THE EXERCISE: Retype only what runs from the line that contains "Reviewer note: every instance of the gold" through the last line of the listing below, both lines included.

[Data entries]
━━━━━━━━

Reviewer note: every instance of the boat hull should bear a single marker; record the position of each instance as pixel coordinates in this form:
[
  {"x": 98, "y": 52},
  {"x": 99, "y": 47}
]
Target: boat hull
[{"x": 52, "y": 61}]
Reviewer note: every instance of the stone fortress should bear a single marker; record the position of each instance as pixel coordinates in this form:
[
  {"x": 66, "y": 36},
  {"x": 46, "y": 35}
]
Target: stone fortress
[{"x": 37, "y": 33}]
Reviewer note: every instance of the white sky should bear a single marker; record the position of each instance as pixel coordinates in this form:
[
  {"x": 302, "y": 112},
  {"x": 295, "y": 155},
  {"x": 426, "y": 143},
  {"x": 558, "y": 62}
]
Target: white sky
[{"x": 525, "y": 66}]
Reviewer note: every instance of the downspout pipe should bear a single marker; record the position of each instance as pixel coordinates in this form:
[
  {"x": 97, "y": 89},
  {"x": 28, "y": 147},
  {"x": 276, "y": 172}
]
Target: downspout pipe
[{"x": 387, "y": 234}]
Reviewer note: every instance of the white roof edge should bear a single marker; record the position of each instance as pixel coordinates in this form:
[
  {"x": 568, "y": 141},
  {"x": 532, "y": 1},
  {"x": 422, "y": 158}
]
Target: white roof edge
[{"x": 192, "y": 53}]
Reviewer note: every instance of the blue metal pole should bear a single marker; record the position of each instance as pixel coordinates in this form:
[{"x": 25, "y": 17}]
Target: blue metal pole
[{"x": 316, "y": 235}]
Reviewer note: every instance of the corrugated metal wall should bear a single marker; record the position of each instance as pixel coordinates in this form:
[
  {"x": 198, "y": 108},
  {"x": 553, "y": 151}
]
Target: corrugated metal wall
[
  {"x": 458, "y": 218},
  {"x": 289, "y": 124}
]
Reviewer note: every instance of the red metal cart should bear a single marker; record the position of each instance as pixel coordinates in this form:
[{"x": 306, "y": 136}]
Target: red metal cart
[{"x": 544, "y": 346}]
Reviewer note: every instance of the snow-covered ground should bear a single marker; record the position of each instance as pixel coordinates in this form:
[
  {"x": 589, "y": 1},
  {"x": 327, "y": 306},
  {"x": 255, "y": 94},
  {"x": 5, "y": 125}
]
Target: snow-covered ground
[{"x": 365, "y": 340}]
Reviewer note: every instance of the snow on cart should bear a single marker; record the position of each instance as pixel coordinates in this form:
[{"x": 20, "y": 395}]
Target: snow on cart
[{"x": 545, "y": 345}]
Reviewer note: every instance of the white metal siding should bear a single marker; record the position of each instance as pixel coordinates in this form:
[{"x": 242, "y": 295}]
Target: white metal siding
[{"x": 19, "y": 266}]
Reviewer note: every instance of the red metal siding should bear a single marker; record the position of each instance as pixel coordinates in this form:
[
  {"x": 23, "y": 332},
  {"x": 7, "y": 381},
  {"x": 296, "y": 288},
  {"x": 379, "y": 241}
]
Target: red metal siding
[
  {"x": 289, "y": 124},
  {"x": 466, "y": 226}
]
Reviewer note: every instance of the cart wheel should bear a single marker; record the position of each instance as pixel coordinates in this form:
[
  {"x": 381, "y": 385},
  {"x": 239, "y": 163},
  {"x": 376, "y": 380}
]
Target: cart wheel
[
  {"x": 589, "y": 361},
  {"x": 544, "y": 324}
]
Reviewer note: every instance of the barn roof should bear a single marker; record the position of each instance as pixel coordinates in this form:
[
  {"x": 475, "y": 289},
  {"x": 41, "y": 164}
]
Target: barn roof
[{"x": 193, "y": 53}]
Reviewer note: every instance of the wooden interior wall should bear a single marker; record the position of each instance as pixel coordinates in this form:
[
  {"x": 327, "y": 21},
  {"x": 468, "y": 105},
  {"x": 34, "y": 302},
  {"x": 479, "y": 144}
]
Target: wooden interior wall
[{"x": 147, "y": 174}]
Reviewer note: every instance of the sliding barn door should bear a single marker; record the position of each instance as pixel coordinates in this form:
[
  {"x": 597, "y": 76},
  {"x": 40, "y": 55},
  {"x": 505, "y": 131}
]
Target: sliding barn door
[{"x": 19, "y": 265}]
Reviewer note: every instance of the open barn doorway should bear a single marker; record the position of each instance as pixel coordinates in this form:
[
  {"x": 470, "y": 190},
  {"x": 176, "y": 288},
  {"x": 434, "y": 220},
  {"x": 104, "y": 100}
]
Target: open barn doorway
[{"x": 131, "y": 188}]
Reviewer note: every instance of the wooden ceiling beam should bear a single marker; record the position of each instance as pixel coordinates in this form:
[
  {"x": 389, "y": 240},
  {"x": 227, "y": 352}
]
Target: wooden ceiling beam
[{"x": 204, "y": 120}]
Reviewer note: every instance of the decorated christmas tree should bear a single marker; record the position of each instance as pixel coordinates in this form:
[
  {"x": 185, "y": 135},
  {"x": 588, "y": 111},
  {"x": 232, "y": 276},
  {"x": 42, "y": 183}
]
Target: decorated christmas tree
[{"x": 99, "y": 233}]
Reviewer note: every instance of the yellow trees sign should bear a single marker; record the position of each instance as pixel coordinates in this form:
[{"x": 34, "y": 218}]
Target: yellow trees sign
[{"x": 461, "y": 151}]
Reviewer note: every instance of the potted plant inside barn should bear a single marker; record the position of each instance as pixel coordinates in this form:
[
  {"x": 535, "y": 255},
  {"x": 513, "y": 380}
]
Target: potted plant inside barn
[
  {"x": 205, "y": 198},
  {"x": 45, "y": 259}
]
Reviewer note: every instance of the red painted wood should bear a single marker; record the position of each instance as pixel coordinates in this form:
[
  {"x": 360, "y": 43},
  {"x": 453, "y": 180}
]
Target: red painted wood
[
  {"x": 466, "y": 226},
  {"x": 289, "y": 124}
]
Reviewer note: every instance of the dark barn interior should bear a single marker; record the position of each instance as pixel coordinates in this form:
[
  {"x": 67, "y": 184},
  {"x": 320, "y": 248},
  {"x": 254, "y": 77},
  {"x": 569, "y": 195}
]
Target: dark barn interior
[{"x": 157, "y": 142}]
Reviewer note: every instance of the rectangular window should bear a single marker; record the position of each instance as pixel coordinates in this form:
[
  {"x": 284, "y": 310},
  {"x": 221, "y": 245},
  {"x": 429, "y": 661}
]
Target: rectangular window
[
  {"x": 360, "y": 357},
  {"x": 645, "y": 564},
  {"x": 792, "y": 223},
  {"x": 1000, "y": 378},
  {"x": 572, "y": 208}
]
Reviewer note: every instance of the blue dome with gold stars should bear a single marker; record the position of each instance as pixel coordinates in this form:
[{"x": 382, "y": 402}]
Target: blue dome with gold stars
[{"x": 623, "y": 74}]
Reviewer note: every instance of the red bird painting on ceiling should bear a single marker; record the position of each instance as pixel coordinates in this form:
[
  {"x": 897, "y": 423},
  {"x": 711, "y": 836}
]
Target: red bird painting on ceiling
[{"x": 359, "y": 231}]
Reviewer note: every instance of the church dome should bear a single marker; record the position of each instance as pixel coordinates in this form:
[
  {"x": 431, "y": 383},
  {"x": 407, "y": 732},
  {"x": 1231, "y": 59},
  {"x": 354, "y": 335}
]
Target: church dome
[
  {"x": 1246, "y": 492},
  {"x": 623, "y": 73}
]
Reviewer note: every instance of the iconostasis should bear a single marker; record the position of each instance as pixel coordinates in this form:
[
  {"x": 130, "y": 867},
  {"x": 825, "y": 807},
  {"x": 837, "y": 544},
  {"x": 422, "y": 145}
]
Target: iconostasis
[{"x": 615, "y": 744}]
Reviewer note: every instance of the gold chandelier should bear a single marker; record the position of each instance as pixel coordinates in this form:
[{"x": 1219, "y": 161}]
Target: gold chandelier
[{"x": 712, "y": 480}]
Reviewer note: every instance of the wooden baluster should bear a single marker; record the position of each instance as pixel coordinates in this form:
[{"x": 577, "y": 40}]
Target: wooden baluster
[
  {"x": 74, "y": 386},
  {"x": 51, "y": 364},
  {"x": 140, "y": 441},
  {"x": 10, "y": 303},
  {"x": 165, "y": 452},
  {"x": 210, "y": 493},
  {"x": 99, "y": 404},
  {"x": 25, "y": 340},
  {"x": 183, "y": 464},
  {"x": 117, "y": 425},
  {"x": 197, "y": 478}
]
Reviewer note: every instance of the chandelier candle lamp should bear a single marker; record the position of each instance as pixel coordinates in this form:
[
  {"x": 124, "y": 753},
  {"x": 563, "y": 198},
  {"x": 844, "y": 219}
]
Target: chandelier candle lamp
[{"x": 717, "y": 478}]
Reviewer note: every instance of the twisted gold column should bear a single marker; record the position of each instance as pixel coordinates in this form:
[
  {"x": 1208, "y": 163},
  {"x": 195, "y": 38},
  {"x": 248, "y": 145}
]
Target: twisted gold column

━━━━━━━━

FINAL RESULT:
Reviewer note: every instance of the gold chandelier should bear a single marker; record the position of each instance as pixel coordinates in this form:
[{"x": 1219, "y": 161}]
Target: gold chandelier
[{"x": 712, "y": 480}]
Reviewer note: every instance of the wooden baluster should bear a single marker; record the position of each instance as pixel coordinates in this form:
[{"x": 577, "y": 40}]
Target: wooden baluster
[
  {"x": 74, "y": 386},
  {"x": 51, "y": 364},
  {"x": 140, "y": 441},
  {"x": 10, "y": 303},
  {"x": 165, "y": 452},
  {"x": 210, "y": 493},
  {"x": 99, "y": 404},
  {"x": 25, "y": 340},
  {"x": 183, "y": 464},
  {"x": 117, "y": 425},
  {"x": 197, "y": 478}
]
Reviewer note: every instance of the chandelier candle lamp should bear a single marker; record the position of each instance as pixel coordinates in this form:
[
  {"x": 124, "y": 753},
  {"x": 563, "y": 198},
  {"x": 844, "y": 219}
]
Target: chandelier candle lamp
[{"x": 717, "y": 478}]
Reviewer note: every instance of the twisted gold column should bear a single marker; record the position of each instance as pixel coordinates in this form:
[
  {"x": 1208, "y": 163},
  {"x": 195, "y": 38},
  {"x": 248, "y": 145}
]
Target: twisted gold column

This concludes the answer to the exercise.